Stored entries
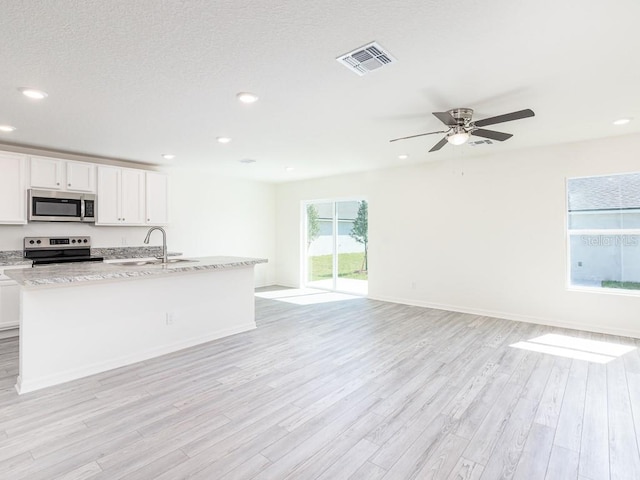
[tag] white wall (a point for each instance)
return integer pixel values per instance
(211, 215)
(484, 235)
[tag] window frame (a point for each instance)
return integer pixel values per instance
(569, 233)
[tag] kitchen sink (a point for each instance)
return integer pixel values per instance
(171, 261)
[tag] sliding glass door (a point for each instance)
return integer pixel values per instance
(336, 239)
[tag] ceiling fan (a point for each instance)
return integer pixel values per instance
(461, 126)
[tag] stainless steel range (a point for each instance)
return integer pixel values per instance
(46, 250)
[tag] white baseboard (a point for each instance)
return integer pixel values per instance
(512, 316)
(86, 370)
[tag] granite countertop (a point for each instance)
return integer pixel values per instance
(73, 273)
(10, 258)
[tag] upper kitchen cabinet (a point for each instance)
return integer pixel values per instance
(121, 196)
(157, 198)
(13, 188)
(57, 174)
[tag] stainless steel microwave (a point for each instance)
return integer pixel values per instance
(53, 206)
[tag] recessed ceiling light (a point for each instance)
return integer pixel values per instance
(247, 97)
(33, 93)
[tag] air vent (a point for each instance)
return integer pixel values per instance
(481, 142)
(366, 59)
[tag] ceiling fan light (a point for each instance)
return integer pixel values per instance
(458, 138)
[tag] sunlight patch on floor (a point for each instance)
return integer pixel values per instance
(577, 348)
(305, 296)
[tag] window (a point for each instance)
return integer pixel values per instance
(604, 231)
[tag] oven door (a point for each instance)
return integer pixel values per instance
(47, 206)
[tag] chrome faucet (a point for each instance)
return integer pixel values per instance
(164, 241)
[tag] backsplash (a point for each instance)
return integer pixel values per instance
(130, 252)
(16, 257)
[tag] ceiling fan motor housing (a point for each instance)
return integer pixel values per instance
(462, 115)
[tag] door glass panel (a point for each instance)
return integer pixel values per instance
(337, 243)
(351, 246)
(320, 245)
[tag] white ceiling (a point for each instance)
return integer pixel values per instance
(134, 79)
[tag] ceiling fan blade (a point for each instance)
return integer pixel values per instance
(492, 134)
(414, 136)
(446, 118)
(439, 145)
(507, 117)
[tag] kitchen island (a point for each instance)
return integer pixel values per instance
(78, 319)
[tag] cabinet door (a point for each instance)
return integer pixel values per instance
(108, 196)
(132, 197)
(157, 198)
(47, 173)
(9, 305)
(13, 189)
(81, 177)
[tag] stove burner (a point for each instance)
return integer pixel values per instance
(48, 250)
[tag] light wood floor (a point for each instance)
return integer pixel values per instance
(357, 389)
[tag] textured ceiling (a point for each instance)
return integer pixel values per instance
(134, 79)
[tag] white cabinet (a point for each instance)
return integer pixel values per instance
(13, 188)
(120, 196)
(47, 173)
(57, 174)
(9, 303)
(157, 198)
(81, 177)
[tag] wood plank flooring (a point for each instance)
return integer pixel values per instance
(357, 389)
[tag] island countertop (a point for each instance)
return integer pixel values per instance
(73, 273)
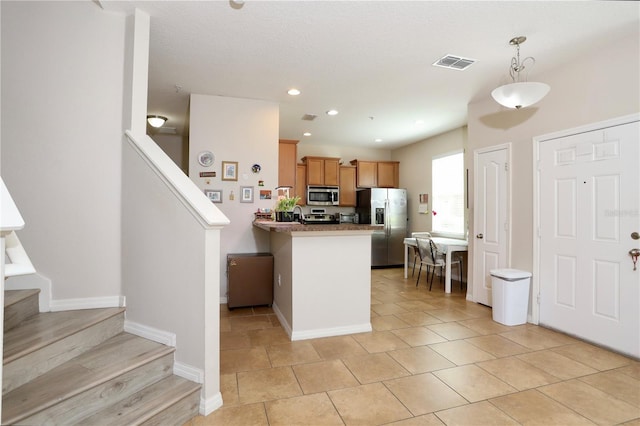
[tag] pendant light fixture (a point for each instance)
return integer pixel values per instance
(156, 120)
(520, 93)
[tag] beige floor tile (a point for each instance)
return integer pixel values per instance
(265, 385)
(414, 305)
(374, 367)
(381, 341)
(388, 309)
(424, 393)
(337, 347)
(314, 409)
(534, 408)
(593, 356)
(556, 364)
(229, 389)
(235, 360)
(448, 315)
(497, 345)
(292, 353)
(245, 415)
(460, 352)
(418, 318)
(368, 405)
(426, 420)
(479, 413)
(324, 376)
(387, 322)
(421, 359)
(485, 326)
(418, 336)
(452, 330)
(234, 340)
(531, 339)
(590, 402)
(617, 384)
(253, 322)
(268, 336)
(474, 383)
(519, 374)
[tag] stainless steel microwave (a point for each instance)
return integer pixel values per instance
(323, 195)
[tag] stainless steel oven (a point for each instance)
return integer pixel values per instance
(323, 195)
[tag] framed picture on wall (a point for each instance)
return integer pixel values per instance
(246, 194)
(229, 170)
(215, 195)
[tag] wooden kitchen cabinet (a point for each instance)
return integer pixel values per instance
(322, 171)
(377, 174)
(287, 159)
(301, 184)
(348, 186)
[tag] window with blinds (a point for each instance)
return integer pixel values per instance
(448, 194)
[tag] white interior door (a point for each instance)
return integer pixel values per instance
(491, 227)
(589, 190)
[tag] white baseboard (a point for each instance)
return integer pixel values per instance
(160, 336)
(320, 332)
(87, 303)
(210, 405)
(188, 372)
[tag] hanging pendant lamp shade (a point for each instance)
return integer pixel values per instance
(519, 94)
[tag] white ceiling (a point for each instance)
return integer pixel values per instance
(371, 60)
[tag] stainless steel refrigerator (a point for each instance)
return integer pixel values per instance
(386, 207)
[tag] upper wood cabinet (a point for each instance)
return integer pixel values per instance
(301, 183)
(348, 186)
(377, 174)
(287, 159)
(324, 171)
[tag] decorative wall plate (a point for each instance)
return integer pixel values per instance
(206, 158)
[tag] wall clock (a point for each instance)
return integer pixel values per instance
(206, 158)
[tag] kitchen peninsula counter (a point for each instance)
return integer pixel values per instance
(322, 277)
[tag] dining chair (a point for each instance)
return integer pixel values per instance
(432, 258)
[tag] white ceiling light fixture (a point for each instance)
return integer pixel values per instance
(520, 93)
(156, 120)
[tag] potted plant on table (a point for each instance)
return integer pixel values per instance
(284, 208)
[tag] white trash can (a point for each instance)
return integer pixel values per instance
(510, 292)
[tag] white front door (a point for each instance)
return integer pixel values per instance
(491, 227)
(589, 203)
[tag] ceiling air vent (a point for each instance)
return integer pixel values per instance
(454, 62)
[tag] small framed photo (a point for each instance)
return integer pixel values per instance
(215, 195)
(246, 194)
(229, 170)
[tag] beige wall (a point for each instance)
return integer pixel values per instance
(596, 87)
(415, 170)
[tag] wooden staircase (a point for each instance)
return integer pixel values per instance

What you are asked to do -
An exact copy of every record above is needed, with all pictures left out.

Result -
[tag] white wall (a point for each instance)
return integer pixel values per instance
(211, 215)
(484, 235)
[tag] window frame (a point for each instance)
return integer pixel values per instance
(569, 233)
[tag] kitchen sink (a point for each instance)
return integer pixel values per instance
(171, 261)
[tag] sliding glass door (a point for each instance)
return integer pixel values per instance
(336, 239)
[tag] ceiling fan (a point for each instance)
return integer pixel values per instance
(461, 126)
[tag] stainless steel range (a point for each instance)
return integer pixel values per instance
(46, 250)
[tag] white baseboard (a point for each instance)
return integer pixel values per instance
(512, 316)
(86, 370)
[tag] granite countertop (a point for each instance)
return integer pixel values per instance
(73, 273)
(10, 258)
[tag] upper kitchen cabinet (a point for each instance)
return integer pixel values per instance
(121, 196)
(157, 198)
(13, 188)
(57, 174)
[tag] stainless steel microwave (a point for each instance)
return integer pixel values per instance
(53, 206)
[tag] recessed ceiling light (a point for each instance)
return integer pixel values per instance
(247, 97)
(33, 93)
[tag] air vent (a point for each instance)
return integer pixel values per instance
(481, 142)
(366, 59)
[tag] ceiling fan light (a point for each instance)
return integer pixel values per instance
(458, 138)
[tag] sunlight patch on floor (a point for each instance)
return integer pixel values per instance
(577, 348)
(305, 296)
[tag] window (a point for each instance)
return integer pixel values per instance
(604, 231)
[tag] oven door (a point for each instance)
return integer pixel values per instance
(47, 206)
[tag] chrome faucet (a point for each instance)
return integer pixel values per instance
(164, 241)
[tag] backsplash (a point for each instance)
return integer pixel values per instance
(130, 252)
(16, 257)
[tag] ceiling fan motor housing (a point for each instance)
return integer pixel values per instance
(462, 115)
[tag] door glass panel (a point for each instance)
return integer pixel values per instance
(337, 243)
(351, 246)
(320, 245)
[tag] white ceiling (a point for each instance)
return integer pixel values per instance
(134, 79)
[tag] ceiling fan blade (a point for each instance)
return integer pixel values per instance
(492, 134)
(414, 136)
(446, 118)
(439, 145)
(507, 117)
[tag] kitchen island (a point for each instance)
return integer pixel values per instance
(78, 319)
[tag] cabinet door (a point for each instance)
return integer pixel values per instance
(108, 196)
(132, 197)
(157, 198)
(47, 173)
(9, 305)
(13, 189)
(81, 177)
[tag] stove burner (a point for each instance)
return integer pixel values per instance
(48, 250)
[tag] light wood floor (a point for each instance)
return integer pixel values per instance
(357, 389)
[tag] textured ceiling (a point for each instance)
return integer pixel values per instance
(134, 79)
[tag] white cabinet (a point for each instance)
return integer pixel values per instance
(13, 188)
(120, 196)
(47, 173)
(57, 174)
(9, 303)
(157, 198)
(81, 177)
[tag] wood plank flooring (a point for each instance)
return integer pixel values per instance
(357, 389)
[tag] island countertop (a point for each instance)
return integer pixel values per instance
(73, 273)
[tag] pendant light fixture (a point for each instance)
return integer pixel values per instance
(156, 120)
(520, 93)
[tag] beige floor tile (a point for each instance)
return integer pixel values per instance
(265, 385)
(414, 305)
(374, 367)
(381, 341)
(388, 309)
(424, 393)
(337, 347)
(314, 409)
(534, 408)
(593, 356)
(556, 364)
(229, 389)
(235, 360)
(448, 315)
(497, 345)
(292, 353)
(245, 415)
(460, 352)
(418, 318)
(368, 405)
(426, 420)
(479, 413)
(324, 376)
(387, 322)
(421, 359)
(485, 326)
(418, 336)
(452, 330)
(234, 340)
(531, 339)
(590, 402)
(617, 384)
(253, 322)
(268, 336)
(474, 383)
(519, 374)
[tag] stainless steel microwave (a point for each instance)
return integer pixel values per instance
(323, 195)
[tag] stainless steel oven (a point for each instance)
return integer pixel values per instance
(323, 195)
[tag] framed picture on wall (a point for each instance)
return integer pixel values per instance
(246, 194)
(229, 170)
(215, 195)
[tag] wooden kitchen cabinet (a point for each instance)
return integer pixel values per instance
(322, 171)
(377, 174)
(287, 159)
(301, 184)
(348, 186)
[tag] window with blinds (a point for each instance)
return integer pixel values per instance
(448, 194)
[tag] white interior door (a point for each instance)
return integer pixel values per instance
(491, 227)
(589, 190)
[tag] white baseboard (a point for each instance)
return integer pixel values per instance
(160, 336)
(320, 332)
(87, 303)
(210, 405)
(188, 372)
[tag] hanging pendant lamp shade (a point for each instance)
return integer pixel values per instance
(519, 94)
[tag] white ceiling (a point for each instance)
return integer pixel values per instance
(371, 60)
[tag] stainless steel refrigerator (a point for each instance)
return integer pixel values per instance
(386, 207)
[tag] upper wood cabinet (a point for each instance)
return integer pixel values per instance
(301, 183)
(348, 186)
(377, 174)
(287, 159)
(324, 171)
[tag] decorative wall plate (a point for each instance)
return integer pixel values per instance
(206, 158)
[tag] wall clock (a point for each instance)
return integer pixel values per instance
(206, 158)
[tag] kitchen peninsula counter (a point for each instance)
return integer pixel values per instance
(322, 277)
[tag] dining chair (a point for each instance)
return integer pixel values per instance
(432, 258)
[tag] white ceiling light fixture (a point for each instance)
return integer pixel values per instance
(520, 93)
(156, 120)
[tag] potted plant on table (a point for each instance)
return integer pixel values per instance
(284, 208)
[tag] white trash can (a point for each instance)
return integer pixel values per instance
(510, 292)
[tag] white front door (a point for each instance)
return integer pixel values per instance
(491, 227)
(589, 203)
[tag] ceiling air vent (a point for each instance)
return integer pixel values per instance
(454, 62)
[tag] small framed photo (a point for each instance)
return integer pixel values per instance
(215, 195)
(246, 194)
(229, 170)
[tag] beige wall (a point for each instance)
return integer pixel values per instance
(596, 87)
(415, 170)
[tag] wooden staircase (a point for each instance)
return integer pixel values per instance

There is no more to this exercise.